- _Texto del ejercicio_:
....

2002
Un regalo maravilloso
mayo de 2002


Un regalo maravilloso

Muchas veces me han preguntado por qué me uní a La Iglesia de Jesucristo de los Santos de los Últimos Días, y siempre he contado el relato de cómo conocí a los misioneros en la casa de una querida amiga que se acababa de bautizar. No obstante, con el paso del tiempo, me he dado cuenta de muchas cosas que me habían preparado para aceptar el Evangelio antes de aquella ocasión.

Yo era una jovencita activa y llena de energía que pasaba la vida entre los amigos y el gimnasio. No me interesaba nada más. Me apasionaban las artes marciales; vivía para el deporte, y éste se había convertido en mi forma de vida. De hecho, era mi religión. Era una deportista muy buena y tenía muchas aptitudes. Mi orgullo se acrecentaba a medida que obtenía más y más reconocimiento de los demás, especialmente por tratarse de una mujer en un deporte dominado por los hombres.

Con el paso del tiempo, comencé a sentir una sensación de inquietud después de cada día de trabajo. Solía quedarme sin aliento y las pulsaciones se aceleraban.

En breve descubrí que la presión continua de un deporte tan agotador había agravado una predisposición genética a la arritmia. El dolor se intensificaba y en ocasiones no podía ni ponerme de pie. Casi de la noche a la mañana perdí la autosuficiencia; una serie de decisiones médicas desafortunadas empeoraron mi condición, y en dos ocasiones estuve a punto de sufrir un paro cardiaco.

....

- _Material extraído_:
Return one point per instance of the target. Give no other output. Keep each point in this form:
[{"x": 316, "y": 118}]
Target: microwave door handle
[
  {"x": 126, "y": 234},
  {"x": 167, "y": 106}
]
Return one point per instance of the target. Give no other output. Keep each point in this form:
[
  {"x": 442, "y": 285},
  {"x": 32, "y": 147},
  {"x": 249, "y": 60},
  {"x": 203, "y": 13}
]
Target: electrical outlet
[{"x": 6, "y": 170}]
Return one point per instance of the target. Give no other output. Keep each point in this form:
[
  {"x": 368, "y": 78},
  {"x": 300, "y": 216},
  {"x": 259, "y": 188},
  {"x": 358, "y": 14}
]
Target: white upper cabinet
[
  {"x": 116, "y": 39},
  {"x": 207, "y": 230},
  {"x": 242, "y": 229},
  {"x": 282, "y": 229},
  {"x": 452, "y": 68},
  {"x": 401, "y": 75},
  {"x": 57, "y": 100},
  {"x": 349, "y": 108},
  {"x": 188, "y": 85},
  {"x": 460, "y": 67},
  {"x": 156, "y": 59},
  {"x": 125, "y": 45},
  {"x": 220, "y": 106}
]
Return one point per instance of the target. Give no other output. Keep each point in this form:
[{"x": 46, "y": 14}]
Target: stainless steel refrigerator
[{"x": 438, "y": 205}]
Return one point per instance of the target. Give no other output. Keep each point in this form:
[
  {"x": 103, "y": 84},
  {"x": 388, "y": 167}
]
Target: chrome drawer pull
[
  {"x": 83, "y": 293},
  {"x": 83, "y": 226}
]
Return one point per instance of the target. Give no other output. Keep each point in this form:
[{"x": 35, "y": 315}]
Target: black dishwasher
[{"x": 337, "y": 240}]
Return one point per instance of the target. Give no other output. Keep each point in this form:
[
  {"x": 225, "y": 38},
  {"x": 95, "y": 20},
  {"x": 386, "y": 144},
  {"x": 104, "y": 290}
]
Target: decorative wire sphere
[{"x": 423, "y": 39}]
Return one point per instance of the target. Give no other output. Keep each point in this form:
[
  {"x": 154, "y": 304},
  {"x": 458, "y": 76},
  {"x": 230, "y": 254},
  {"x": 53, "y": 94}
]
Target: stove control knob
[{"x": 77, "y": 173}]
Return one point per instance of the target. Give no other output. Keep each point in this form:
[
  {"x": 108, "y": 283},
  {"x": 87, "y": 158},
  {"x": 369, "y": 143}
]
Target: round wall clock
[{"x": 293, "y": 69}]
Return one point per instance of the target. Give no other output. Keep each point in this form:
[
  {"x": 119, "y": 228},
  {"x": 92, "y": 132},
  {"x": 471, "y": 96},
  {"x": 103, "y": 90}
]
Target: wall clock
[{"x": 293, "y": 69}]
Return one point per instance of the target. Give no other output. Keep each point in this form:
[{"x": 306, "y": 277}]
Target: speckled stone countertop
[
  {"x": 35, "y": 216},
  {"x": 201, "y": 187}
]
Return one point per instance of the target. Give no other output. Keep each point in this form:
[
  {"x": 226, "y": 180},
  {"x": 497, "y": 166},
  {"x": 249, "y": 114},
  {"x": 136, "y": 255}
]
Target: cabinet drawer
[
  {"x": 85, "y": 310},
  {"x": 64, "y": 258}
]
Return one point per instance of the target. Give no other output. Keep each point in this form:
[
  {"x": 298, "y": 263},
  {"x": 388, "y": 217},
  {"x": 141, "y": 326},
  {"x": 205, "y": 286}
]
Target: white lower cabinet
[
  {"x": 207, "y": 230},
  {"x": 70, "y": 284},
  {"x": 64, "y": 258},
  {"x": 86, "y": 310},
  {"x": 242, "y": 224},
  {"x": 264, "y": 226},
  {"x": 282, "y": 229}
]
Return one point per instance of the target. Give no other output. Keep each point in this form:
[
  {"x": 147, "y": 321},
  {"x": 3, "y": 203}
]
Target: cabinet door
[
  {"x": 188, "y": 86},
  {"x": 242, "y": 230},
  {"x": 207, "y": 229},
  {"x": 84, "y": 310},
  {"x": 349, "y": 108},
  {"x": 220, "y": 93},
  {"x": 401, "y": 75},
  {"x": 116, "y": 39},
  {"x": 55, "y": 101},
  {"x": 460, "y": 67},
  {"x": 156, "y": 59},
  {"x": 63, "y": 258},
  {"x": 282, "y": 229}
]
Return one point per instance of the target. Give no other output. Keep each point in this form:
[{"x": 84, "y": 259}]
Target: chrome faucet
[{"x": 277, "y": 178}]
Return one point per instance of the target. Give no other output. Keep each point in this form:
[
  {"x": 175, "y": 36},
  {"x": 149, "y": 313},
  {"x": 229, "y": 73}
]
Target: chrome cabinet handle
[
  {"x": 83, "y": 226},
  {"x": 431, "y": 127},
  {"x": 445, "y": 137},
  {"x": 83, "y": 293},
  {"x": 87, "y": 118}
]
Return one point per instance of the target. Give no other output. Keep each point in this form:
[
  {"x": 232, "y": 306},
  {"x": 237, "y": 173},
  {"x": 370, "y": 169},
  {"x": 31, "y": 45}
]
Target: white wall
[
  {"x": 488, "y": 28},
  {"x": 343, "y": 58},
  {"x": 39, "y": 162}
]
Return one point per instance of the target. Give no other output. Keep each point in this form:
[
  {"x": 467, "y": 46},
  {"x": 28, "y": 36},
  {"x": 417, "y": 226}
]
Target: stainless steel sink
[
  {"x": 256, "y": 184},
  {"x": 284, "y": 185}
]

....

- _Tarea por realizar_: En el texto del ejercicio, ¿a qué predisposición genética se refiere quien narra? Este material proviene de otra fuente.

- _Respuesta escrita_: Se refiere a una predisposición genética a la arritmia, agravada por la presión continua del deporte.